ESERCIZIO 1
Riscrivi per intero tutte le righe del blocco 1, riportate più sotto dopo la sentenza, spostando di +21 soltanto i numeri delle risposte (le coordinate dei poligoni e i valori del viewBox). Lascia fuori le immagini.

━━━━

Suprema Corte di Cassazione
sezione III
sentenza 8 aprile 2016, n. 6844
Ritenuto in fatto
1. – Con sentenza del luglio 2005, il Tribunale di L’Aquila rigettò la domanda proposta da S.A. e C.E. , nella qualità di genitori esercenti la potestà sul figlio minore A. , per sentir condannare il Ministero dell’istruzione e la Scuola media statale (omissis) al risarcimento dei danni patiti dal predetto minore, il quale – durante l’orario scolastico e nel corso di una partita di calcio “particolarmente animata”, svolgentesi in assenza dell’insegnante di educazione fisica che l’aveva organizzata – riportava gravi lesioni all’occhio destro (con danno visivo quantificato nel 30% di invalidità permanente) a seguito di una violenta pallonata.
2. – Avverso tale decisione proponeva impugnazione S.A. , nelle more divenuto maggiorenne, che nel contraddittorio con il Ministero dell’istruzione, la Milano Assicurazioni S.p.A. (quale compagnia di assicurazione chiamata in causa in primo grado dal Ministero a titolo di garanzia) e la Scuola media statale “( omissis) ” (rimasta contumace) – la Corte di appello di L’Aquila rigettava con sentenza resa pubblica il 4 febbraio 2013.

━━━━

ESERCIZIO 2
Porta avanti la sentenza della Cassazione riportata qui sopra, partendo subito dopo la sua ultima frase.

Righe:
━━━━

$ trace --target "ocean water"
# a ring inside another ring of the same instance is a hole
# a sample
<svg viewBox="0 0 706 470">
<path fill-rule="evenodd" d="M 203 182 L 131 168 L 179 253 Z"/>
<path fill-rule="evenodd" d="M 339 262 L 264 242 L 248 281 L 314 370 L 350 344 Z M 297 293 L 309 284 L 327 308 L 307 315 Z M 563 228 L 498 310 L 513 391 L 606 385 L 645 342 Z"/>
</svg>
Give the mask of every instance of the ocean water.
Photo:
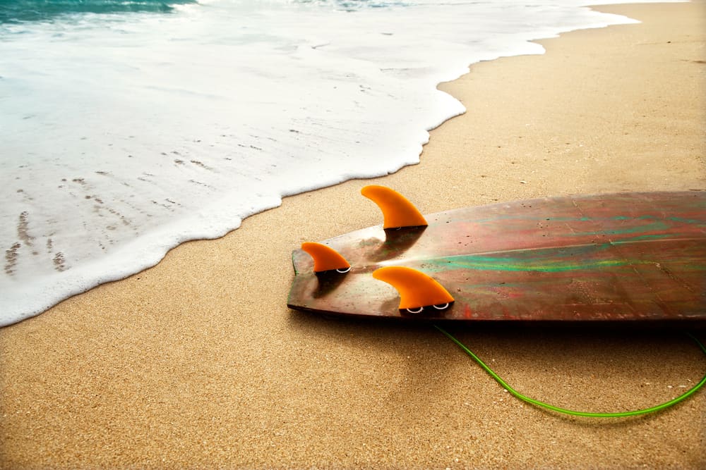
<svg viewBox="0 0 706 470">
<path fill-rule="evenodd" d="M 587 3 L 3 0 L 0 326 L 285 196 L 419 163 L 467 111 L 440 82 L 634 21 Z"/>
</svg>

━━━━

RISPOSTA SCRITTA 1
$ trace --target "ocean water"
# a ring inside another ring of the same instance is a hole
# a sample
<svg viewBox="0 0 706 470">
<path fill-rule="evenodd" d="M 203 182 L 131 168 L 179 253 Z"/>
<path fill-rule="evenodd" d="M 339 262 L 264 242 L 248 281 L 314 370 L 350 344 Z M 297 293 L 309 284 L 327 308 L 307 315 Z M 563 228 L 498 310 L 513 391 L 606 385 L 645 342 Z"/>
</svg>
Give the mask of every instance of the ocean water.
Photo:
<svg viewBox="21 21 727 491">
<path fill-rule="evenodd" d="M 608 24 L 24 21 L 21 347 L 306 217 L 440 184 L 488 132 L 461 103 L 655 42 Z"/>
</svg>

RISPOSTA SCRITTA 2
2.1. – La Corte territoriale – a fronte delle censure mosse dall’appellante alla sentenza di primo grado di violazione degli artt. 2050 e 2048 cod. civ. e di erronea affermazione in ordine all’esclusione del nesso causale tra assenza dell’insegnante e verificazione del danno – osservava che il Tribunale aveva fatto buon governo delle risultanze di causa, dando preminenza, anzitutto, ad “una delle testimonianze più utili – e disinteressate – emerse dall’istruttoria”, ossia quella di Sa.Al. , compagno di gioco del S. , da cui si evinceva che l’incidente “avveniva durante una normale azione di gioco”, per esser stato il pallone calciato durante la partita da uno dei giocatori (Co.Al. ), il quale “senza volerlo da breve distanza” colpiva al volto il S. stesso.
Con ciò, soggiungeva il giudice di appello, cadendo “il sillogismo astratto e disomogeneo sviluppato dall’appellante”, non essendo la “pallonata” da “ricondursi ad una iniziativa violenta del praticante nei confronti dell’avversario, né risultando esaltata dai rilevati spintonamenti che in via concomitante altri giocatori si stavano dando, ma in un’altra zona del terreno, risultata diversa da quella in cui si stava svolgendo in quel momento l’azione”.
2.2. – Il giudice di secondo grado escludeva, quindi, che l’azione di gioco, “del tutto rientrante nella normalità della pratica”, potesse esser stata “causata o anche indirettamente accentuata da una complessiva situazione comportamentale che era degenerata e andata fuori controllo per la notevole assenza dell’insegnante durante l’azione ed il calcio della palla”, non potendo neppure “avere incidenza causale la presenza o meno dell’insegnante” rispetto all’azione materiale di danno, in quanto lo stesso, in base all’id quod plerumque accidit, non avrebbe potuto “immaginare la portata lesiva del tiro del Co. “, né tantomeno frapporsi tra detto tiro e il S. “per evitare l’impatto”.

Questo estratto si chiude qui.